__Texte à lire__:
On a donc généralement méconnu ou déformé les caractères essentiels de son œuvre.

On a fait ressortir son pessimisme sans se préoccuper d’en rechercher les raisons ou en imaginant des causes d’une fantaisie un peu trop théâtrale (M. Spronck surtout). Mme  Dornis, dont Ia main fut plus délicate, a dit que la disproportion entre son génie et sa destinée fut douloureuse et elle se souvient à ce propos de pièces telles que les Montreurs et le Dies Iræ. Peut-on y voir rien de tel ? Que Leconte de Lisle eût désiré à certaines époques de sa vie une situation lui permettant une action efficace et de répandre l’idée autrement que par la littérature, qu’il ait regretté de n’avoir jamais pu faire comme un Lamartine écouter une grande et pure voix libérale, cela est très probable, mais il n’y eut jamais de vanité, même d’orgueil froissé[1]. On a été jusqu’à dire qu’il haïssait la démocratie, qu’il méprisait le peuple. C’est sottise. Leconte de Lisle n’a jamais haï le peuple. Il lui en a seulement voulu — parfois avec force — de se laisser indignement, stupidement martyriser par une « élite »

__Consigne__: Relevez, dans l'ordre de leur apparition, tous les noms de personnes cités dans le texte sur l'œuvre de Leconte de Lisle.

__Liste des lignes__:
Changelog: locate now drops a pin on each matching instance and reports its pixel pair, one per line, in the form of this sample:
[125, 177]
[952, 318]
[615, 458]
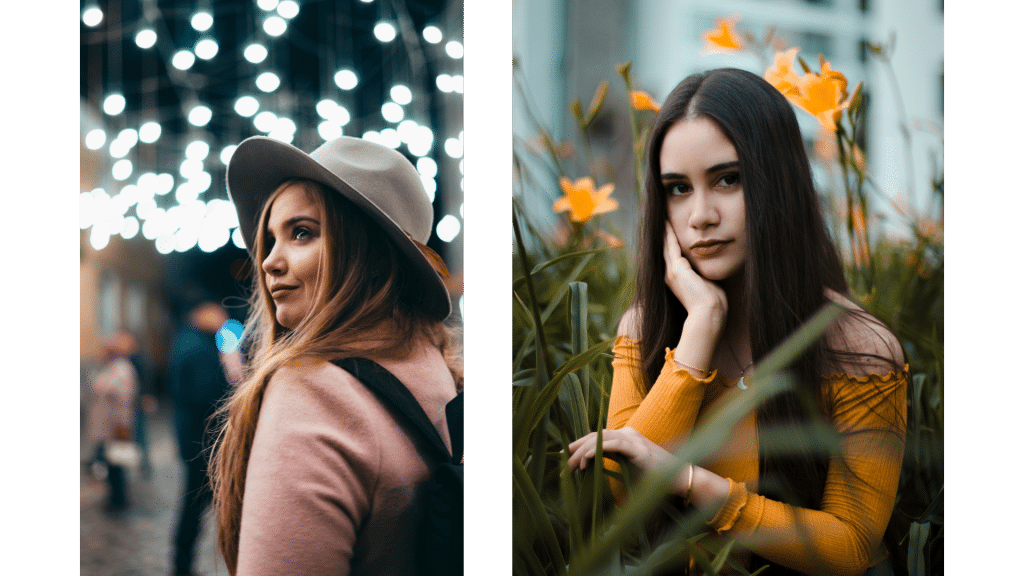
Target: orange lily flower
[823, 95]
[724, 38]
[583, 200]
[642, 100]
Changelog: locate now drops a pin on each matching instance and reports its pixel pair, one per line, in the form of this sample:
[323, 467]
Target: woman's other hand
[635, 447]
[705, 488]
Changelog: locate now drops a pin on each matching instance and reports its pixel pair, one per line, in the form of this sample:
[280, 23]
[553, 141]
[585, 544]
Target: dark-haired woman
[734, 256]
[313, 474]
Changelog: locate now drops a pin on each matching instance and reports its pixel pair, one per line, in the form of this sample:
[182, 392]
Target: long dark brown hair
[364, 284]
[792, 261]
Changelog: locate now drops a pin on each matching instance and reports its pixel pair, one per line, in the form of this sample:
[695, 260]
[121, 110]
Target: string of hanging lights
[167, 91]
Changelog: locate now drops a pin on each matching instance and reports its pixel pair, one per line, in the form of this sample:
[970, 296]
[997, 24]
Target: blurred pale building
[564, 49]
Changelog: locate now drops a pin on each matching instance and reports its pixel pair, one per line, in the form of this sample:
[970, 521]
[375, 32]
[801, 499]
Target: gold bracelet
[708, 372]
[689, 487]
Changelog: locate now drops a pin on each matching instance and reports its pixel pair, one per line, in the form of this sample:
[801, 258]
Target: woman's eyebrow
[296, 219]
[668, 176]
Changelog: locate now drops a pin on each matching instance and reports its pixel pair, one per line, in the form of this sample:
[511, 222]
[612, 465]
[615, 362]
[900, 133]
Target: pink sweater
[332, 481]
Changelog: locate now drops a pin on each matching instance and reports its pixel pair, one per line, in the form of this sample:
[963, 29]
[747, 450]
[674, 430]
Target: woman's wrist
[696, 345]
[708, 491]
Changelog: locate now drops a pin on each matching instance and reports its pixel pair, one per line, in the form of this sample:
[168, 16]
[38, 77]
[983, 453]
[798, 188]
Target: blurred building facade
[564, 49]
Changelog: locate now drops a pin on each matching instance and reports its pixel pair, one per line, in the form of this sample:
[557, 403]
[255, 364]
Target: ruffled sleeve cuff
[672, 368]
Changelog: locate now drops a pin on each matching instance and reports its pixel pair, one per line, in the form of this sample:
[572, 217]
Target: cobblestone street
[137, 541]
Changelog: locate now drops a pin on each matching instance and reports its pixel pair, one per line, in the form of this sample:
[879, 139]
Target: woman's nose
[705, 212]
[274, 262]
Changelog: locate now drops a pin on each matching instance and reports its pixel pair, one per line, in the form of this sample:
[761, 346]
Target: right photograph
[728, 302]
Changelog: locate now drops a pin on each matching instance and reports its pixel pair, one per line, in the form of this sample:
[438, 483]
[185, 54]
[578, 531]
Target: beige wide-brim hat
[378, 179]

--

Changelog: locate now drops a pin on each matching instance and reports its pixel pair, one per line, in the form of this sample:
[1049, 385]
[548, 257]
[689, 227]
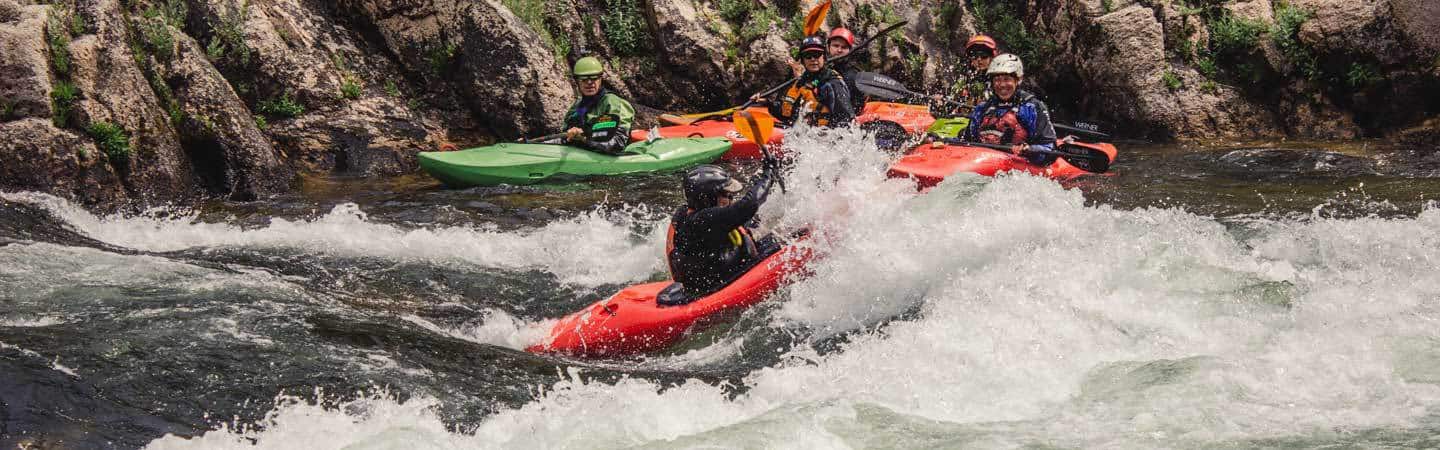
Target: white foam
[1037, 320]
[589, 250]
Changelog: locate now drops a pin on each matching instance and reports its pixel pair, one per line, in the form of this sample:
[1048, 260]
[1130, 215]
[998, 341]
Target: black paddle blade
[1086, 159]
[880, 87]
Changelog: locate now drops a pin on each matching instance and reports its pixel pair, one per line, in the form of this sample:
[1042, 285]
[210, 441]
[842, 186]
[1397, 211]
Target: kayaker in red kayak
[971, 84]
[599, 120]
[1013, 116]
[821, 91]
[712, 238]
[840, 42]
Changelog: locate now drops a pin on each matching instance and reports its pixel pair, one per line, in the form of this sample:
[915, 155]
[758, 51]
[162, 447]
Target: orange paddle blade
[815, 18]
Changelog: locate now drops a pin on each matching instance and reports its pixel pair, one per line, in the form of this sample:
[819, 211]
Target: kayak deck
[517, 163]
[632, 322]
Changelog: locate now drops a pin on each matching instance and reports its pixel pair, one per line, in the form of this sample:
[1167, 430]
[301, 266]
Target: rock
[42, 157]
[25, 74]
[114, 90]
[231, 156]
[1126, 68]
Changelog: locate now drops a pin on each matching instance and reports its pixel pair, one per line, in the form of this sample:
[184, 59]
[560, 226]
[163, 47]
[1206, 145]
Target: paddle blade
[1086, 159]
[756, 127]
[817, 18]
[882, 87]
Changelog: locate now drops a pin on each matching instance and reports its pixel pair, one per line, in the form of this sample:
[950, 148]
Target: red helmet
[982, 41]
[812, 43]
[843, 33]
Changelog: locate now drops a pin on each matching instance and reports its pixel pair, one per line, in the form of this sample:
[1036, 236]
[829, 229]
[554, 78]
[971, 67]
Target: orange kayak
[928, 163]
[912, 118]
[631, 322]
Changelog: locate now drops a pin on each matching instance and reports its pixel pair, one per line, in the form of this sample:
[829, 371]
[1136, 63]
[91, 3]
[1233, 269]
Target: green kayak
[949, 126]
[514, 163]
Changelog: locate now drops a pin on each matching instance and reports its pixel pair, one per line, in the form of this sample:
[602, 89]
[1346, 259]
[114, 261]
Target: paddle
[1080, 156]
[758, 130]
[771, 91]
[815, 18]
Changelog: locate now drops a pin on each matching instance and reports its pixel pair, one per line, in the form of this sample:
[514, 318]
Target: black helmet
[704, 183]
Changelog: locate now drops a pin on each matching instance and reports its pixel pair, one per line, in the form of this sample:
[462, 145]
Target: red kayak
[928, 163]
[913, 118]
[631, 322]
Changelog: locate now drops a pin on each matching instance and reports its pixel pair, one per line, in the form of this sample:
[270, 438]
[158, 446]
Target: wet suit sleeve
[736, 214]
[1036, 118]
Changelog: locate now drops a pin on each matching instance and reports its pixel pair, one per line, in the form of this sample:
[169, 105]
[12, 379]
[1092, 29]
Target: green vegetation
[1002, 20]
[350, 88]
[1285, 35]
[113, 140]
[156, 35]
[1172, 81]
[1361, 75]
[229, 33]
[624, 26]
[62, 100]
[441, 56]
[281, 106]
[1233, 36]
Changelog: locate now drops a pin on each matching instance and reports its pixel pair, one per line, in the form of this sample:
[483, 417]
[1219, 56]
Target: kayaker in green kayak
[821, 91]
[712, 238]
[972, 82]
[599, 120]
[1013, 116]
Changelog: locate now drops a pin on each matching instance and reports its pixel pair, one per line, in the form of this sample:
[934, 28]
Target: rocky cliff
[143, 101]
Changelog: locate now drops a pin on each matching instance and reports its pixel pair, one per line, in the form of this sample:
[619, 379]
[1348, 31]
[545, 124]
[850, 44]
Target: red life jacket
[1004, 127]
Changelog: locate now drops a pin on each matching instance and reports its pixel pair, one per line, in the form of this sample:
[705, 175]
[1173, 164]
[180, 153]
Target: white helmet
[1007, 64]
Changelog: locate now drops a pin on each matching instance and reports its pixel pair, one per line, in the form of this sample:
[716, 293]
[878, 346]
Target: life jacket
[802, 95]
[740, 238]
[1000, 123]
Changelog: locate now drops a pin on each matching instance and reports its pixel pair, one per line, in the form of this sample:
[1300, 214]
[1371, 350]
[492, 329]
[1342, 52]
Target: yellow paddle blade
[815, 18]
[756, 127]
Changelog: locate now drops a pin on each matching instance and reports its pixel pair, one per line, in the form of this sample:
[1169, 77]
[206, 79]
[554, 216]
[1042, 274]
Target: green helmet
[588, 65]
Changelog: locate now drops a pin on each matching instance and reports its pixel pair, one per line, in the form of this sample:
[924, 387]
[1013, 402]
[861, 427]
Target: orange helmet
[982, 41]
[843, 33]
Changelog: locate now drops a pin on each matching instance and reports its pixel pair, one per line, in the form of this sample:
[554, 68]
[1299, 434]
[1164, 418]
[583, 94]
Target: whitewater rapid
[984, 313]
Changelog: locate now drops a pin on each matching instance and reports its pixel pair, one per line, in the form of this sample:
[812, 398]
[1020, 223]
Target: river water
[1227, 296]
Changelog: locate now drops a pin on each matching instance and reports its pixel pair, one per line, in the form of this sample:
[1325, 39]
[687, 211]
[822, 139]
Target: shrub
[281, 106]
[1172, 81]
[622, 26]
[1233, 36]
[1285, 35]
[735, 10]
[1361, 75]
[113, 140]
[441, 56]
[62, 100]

---

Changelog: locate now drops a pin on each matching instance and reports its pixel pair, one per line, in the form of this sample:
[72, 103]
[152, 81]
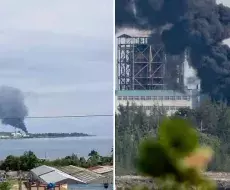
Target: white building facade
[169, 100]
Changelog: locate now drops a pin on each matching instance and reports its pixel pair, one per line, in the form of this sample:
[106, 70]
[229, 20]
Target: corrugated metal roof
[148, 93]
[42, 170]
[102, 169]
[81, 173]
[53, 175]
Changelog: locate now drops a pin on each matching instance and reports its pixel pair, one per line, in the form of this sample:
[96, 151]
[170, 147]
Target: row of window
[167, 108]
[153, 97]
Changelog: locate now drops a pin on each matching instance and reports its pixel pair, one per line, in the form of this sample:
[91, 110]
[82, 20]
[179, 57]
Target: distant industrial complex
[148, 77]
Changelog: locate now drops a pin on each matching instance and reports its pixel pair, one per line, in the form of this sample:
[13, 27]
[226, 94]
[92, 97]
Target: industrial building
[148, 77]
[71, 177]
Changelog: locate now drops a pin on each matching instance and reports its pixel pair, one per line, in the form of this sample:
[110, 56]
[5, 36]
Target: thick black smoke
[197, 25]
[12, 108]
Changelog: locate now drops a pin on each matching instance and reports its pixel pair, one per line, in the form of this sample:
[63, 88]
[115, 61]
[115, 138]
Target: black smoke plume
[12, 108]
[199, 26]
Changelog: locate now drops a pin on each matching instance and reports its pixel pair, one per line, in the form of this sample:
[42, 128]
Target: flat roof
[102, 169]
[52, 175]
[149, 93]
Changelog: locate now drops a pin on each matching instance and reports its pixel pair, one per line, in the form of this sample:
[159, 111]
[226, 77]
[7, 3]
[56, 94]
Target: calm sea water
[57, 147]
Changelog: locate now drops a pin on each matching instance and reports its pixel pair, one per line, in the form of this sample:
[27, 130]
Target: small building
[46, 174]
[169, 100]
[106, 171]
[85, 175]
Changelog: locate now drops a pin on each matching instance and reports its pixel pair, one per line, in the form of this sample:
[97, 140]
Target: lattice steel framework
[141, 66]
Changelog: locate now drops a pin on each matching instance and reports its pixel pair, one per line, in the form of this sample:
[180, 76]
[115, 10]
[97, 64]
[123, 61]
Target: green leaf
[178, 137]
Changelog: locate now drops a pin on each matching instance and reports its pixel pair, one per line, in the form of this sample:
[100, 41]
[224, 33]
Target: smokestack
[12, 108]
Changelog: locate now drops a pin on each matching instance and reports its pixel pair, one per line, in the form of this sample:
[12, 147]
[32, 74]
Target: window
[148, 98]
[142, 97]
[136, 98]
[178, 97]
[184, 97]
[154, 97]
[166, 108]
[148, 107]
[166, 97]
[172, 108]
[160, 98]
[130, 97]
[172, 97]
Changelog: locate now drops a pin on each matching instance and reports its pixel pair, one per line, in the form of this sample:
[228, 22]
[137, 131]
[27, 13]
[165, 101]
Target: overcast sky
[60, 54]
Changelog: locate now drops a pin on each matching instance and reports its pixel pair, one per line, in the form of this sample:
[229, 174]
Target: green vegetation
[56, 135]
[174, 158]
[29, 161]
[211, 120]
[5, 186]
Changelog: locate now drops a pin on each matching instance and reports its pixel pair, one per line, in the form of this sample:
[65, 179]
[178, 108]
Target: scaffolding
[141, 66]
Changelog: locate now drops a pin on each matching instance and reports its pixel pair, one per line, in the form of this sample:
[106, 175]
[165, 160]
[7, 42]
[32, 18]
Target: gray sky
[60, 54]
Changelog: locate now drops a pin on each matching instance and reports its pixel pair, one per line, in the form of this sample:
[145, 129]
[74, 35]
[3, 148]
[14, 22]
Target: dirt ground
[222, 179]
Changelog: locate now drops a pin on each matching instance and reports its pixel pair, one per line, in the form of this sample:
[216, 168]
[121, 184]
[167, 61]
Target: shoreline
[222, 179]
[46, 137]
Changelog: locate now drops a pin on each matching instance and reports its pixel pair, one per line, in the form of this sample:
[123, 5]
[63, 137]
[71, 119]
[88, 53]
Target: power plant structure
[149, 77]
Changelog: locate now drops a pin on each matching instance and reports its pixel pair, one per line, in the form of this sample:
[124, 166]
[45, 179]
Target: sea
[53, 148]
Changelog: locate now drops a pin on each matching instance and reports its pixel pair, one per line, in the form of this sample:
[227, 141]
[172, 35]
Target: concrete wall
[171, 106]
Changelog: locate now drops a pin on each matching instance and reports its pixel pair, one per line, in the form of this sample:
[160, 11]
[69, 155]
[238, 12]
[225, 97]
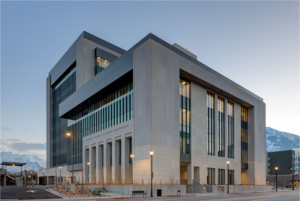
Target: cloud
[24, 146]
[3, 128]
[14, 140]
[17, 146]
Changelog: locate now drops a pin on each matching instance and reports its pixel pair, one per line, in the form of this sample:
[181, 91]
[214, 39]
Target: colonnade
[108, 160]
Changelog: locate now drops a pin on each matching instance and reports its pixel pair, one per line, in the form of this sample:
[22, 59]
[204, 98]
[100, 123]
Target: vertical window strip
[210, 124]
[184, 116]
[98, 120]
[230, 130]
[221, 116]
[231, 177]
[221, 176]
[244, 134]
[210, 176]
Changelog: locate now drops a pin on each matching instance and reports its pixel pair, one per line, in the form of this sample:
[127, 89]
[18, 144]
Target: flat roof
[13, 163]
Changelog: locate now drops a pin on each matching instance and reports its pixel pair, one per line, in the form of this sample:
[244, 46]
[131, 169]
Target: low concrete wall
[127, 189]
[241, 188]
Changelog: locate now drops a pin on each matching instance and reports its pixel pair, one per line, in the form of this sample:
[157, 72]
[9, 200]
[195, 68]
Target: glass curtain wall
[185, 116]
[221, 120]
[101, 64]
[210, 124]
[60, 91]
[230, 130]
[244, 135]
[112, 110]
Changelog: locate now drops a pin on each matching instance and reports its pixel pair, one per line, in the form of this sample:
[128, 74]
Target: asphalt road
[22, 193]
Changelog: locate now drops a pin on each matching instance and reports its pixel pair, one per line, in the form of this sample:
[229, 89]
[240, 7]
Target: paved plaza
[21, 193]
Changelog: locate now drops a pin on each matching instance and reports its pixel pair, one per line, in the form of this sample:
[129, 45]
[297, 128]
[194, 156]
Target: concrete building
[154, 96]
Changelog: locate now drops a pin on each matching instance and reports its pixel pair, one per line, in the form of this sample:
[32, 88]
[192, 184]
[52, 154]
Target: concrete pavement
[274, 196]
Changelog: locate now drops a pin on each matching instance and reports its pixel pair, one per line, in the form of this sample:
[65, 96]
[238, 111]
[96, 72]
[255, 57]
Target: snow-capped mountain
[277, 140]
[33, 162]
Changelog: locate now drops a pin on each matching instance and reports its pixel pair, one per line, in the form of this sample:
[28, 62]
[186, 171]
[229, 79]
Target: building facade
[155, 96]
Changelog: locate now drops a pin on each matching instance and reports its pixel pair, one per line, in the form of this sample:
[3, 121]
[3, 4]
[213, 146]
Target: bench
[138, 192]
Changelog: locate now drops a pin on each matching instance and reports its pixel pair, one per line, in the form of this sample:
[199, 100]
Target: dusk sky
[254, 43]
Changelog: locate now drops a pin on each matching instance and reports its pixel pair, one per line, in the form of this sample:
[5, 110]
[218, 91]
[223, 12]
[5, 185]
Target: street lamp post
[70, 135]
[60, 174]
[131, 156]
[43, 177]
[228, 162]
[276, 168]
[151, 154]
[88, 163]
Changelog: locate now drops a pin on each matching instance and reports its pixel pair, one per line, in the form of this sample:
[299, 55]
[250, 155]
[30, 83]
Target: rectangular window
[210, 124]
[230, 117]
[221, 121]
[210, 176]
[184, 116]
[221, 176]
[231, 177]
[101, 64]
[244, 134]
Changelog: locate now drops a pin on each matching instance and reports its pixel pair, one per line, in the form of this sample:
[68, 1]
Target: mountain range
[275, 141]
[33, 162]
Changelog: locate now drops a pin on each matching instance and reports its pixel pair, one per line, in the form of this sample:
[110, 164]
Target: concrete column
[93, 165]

__Réponse__: M. Spronck, Mme Dornis, Leconte de Lisle, Lamartine